SET PROBLEM 1: Count the lines in the rows below that contain the string "Target", treating uppercase and lowercase as different. Reply with the number only.
•••
= Russian legislative elections =

To determine the composition of the State Duma

Russian legislative elections are a procedure of determining the composition of the State Duma, the lower house of the Russian parliament, for the next five years through universal, direct, and secret voting of 450 deputies.

As of 2021, these elections have been held eight times:
- Elections of the 1st convocation of the State Duma: 12 December 1993;
- Elections of the 2nd convocation of the State Duma: 17 December 1995;
- Elections of the 3rd convocation of the State Duma: 19 December 1999;
- Elections of the 4th convocation of the State Duma: 7 December 2003;
- Elections of the 5th convocation of the State Duma: 2 December 2007;
- Elections of the 6th convocation of the State Duma: 4 December 2011;
- Elections of the 7th convocation of the State Duma: 18 September 2016;
- Elections of the 8th convocation of the State Duma: 19 September 2021.
•••
SET PROBLEM 2: Copy the passage on Russian legislative elections above word for word, between "To determine the" and "19 September 2021.", inclusive.

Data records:
•••
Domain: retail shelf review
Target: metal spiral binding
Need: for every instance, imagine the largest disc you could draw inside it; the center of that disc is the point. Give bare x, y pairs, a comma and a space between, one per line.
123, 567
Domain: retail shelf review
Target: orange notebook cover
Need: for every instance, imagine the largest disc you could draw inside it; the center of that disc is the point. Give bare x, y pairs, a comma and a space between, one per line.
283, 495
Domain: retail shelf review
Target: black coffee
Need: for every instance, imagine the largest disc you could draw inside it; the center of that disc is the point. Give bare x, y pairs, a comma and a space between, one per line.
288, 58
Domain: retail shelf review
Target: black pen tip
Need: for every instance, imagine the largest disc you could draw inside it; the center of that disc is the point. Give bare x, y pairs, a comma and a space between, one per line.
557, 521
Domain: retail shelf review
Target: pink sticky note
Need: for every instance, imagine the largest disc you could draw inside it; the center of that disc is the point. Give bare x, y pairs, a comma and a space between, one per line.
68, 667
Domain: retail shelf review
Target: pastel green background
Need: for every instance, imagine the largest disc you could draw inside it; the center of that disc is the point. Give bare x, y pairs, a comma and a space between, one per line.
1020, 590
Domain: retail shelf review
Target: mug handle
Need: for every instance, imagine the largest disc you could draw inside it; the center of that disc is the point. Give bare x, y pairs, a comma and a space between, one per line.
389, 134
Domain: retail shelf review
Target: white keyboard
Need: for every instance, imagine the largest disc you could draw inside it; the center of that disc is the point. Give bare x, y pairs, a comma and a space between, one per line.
•••
COMPLETE ANSWER 1: 8

COMPLETE ANSWER 2:
To determine the composition of the State Duma

Russian legislative elections are a procedure of determining the composition of the State Duma, the lower house of the Russian parliament, for the next five years through universal, direct, and secret voting of 450 deputies.

As of 2021, these elections have been held eight times:
- Elections of the 1st convocation of the State Duma: 12 December 1993;
- Elections of the 2nd convocation of the State Duma: 17 December 1995;
- Elections of the 3rd convocation of the State Duma: 19 December 1999;
- Elections of the 4th convocation of the State Duma: 7 December 2003;
- Elections of the 5th convocation of the State Duma: 2 December 2007;
- Elections of the 6th convocation of the State Duma: 4 December 2011;
- Elections of the 7th convocation of the State Duma: 18 September 2016;
- Elections of the 8th convocation of the State Duma: 19 September 2021.